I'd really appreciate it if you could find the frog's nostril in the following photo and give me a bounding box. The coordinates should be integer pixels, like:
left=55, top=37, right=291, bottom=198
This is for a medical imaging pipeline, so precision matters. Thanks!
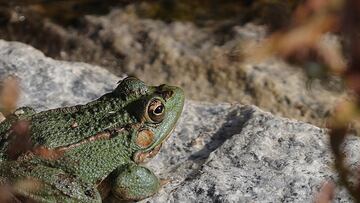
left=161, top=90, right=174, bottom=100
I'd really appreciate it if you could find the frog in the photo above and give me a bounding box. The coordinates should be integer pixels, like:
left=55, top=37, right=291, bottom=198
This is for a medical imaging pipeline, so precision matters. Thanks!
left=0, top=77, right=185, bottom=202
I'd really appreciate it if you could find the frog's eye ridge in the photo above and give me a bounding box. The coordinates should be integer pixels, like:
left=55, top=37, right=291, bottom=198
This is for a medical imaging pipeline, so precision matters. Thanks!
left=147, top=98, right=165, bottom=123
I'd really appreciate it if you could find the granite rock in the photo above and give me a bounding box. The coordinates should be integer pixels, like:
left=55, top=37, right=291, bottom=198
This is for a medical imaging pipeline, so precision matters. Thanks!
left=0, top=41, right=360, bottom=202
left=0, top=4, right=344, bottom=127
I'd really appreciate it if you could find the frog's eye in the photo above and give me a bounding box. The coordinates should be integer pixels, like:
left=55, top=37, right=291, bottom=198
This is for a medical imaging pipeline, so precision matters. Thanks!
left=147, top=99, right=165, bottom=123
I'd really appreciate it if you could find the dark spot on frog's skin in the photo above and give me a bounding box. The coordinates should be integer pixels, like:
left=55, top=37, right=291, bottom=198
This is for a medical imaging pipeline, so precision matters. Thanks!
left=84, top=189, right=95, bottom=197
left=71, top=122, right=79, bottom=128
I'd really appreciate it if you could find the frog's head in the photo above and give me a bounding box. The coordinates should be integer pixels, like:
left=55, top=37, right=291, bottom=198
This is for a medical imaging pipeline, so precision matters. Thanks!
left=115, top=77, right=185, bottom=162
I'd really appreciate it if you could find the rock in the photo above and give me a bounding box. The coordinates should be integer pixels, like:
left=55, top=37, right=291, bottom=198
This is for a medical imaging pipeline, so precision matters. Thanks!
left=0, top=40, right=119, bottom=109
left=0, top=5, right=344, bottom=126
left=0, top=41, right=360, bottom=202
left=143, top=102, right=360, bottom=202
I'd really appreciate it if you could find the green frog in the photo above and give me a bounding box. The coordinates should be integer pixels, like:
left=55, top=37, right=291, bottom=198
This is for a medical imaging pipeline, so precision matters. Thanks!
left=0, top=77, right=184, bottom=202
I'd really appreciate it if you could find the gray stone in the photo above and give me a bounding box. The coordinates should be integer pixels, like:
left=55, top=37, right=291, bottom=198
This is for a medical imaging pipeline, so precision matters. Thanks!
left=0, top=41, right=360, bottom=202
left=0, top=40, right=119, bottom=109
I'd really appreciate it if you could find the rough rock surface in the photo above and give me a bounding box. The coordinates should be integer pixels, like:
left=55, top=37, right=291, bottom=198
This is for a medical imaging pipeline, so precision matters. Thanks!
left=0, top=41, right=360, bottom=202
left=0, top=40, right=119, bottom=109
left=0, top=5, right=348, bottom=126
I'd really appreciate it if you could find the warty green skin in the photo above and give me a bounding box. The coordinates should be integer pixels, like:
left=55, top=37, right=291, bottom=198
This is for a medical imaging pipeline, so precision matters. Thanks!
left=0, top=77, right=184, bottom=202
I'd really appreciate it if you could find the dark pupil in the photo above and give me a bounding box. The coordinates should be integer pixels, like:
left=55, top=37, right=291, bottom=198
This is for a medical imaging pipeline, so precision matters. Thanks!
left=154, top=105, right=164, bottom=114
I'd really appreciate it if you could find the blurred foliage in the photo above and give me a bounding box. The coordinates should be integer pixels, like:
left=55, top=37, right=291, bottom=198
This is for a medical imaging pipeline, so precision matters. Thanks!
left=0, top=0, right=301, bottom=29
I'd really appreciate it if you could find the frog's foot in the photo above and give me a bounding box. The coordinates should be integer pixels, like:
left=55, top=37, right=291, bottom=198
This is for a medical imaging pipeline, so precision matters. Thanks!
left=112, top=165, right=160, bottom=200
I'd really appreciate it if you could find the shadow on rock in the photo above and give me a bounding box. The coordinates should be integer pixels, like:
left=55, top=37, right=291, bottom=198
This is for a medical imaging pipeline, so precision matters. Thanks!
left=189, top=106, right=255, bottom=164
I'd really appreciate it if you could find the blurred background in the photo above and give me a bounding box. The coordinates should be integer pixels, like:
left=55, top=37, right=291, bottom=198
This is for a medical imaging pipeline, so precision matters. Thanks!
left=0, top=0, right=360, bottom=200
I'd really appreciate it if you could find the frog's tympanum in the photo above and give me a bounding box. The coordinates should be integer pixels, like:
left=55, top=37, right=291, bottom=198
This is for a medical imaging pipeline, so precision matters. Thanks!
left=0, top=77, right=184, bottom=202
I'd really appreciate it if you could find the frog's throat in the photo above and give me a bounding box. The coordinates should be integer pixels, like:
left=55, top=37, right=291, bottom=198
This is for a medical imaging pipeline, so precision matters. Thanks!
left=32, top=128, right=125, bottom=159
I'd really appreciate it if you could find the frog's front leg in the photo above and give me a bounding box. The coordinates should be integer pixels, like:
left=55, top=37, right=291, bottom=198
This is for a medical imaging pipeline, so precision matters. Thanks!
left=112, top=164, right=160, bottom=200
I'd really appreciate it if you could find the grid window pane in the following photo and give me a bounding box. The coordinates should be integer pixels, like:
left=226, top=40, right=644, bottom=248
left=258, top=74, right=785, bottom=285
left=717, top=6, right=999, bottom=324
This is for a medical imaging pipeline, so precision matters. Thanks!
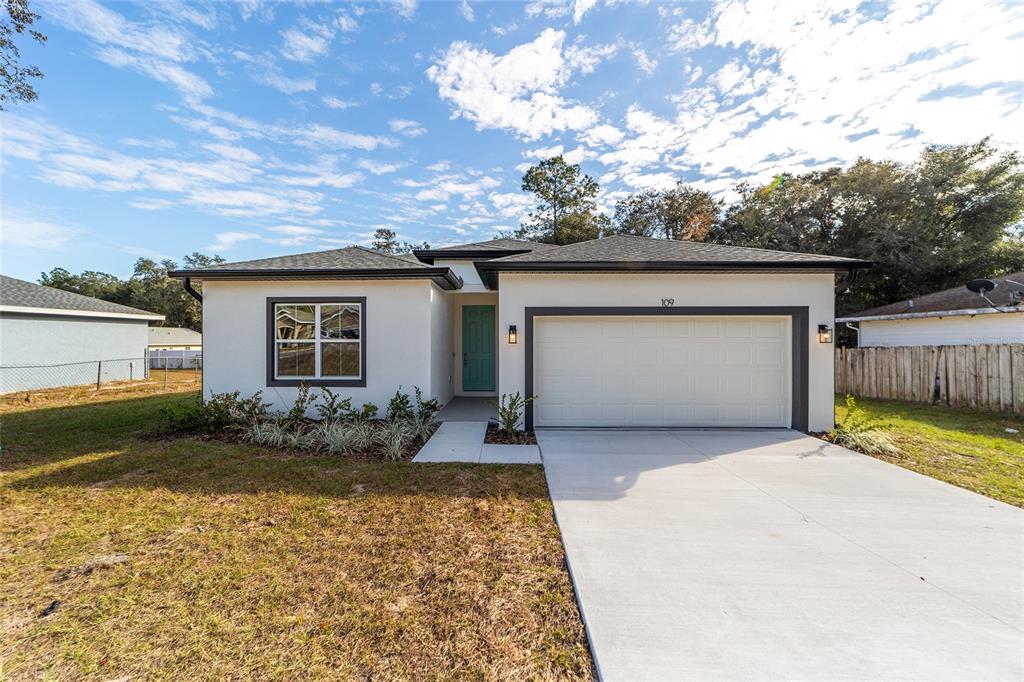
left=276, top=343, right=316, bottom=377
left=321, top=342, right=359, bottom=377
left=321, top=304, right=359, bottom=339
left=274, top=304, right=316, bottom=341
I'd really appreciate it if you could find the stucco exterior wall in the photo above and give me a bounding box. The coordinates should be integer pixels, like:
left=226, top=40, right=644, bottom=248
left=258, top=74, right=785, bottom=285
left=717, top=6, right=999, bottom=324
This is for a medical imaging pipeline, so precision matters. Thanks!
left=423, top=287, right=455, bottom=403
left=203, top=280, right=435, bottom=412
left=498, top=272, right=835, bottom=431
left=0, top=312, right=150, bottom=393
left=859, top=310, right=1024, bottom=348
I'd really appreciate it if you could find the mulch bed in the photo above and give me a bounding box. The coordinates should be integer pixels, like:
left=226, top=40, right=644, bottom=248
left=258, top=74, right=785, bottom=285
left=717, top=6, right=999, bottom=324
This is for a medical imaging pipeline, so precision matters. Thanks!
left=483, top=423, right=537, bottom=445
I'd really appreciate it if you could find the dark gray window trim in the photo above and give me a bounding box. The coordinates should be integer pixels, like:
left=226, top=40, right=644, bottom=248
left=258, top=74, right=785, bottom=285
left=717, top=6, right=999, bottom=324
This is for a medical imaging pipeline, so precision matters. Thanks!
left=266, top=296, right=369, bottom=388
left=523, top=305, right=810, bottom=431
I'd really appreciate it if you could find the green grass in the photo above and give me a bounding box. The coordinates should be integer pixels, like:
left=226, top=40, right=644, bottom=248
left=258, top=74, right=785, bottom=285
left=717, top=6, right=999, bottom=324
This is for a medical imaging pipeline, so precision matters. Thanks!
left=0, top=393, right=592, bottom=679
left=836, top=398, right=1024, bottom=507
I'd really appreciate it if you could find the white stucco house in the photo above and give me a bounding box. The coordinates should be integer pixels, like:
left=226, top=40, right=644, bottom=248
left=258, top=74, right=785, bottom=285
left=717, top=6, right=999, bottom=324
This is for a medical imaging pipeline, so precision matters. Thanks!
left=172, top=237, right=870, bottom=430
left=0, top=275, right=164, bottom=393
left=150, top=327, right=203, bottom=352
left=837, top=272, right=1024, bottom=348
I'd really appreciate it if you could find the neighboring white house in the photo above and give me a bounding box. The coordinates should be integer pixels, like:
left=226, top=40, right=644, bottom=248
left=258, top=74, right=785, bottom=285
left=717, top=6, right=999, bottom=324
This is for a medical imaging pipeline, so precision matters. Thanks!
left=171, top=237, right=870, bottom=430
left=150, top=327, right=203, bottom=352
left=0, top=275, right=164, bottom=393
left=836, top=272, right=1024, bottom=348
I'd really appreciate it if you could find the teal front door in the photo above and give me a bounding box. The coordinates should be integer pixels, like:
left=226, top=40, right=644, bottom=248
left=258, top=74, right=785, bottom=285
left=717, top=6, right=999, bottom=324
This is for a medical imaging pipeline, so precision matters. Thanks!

++++++++++++++++++++

== BRIEF ==
Copy the lines of the listing word for word, beginning at the line that contains "I'd really appreciate it if you could find the dark pupil" and stopping after the line that contains "left=154, top=105, right=164, bottom=114".

== SOLUTION ==
I'd really appreciate it if you could find the dark pupil in the photo above and give me a bounding box. The coordinates should be integer pixels, like:
left=55, top=37, right=291, bottom=198
This is for a medical imaging pipeline, so precision matters. Thanks!
left=154, top=105, right=164, bottom=114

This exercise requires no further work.